-- begin Extracted material --
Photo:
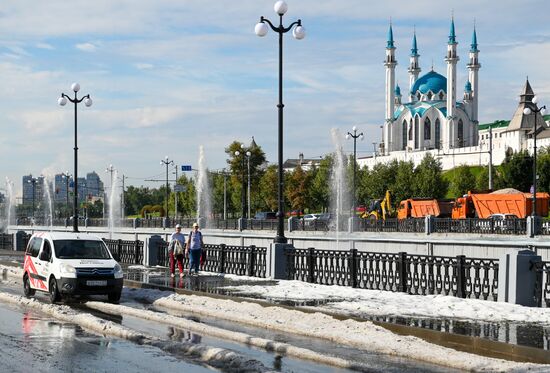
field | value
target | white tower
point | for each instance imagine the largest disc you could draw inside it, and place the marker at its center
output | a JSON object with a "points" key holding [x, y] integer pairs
{"points": [[390, 64], [449, 131], [414, 68], [473, 70]]}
-- end Extracted material --
Goal of the exercise: Transcribe all of the material exactly, leaving out whatever pictures it contains.

The reply:
Photo:
field | value
target | white tower
point | for each instance imagine the largest disc you could draw inside it, and place the marker at its center
output | a JSON object with a "points" key holding [x, y] integer pairs
{"points": [[390, 64], [449, 131], [414, 68], [473, 70]]}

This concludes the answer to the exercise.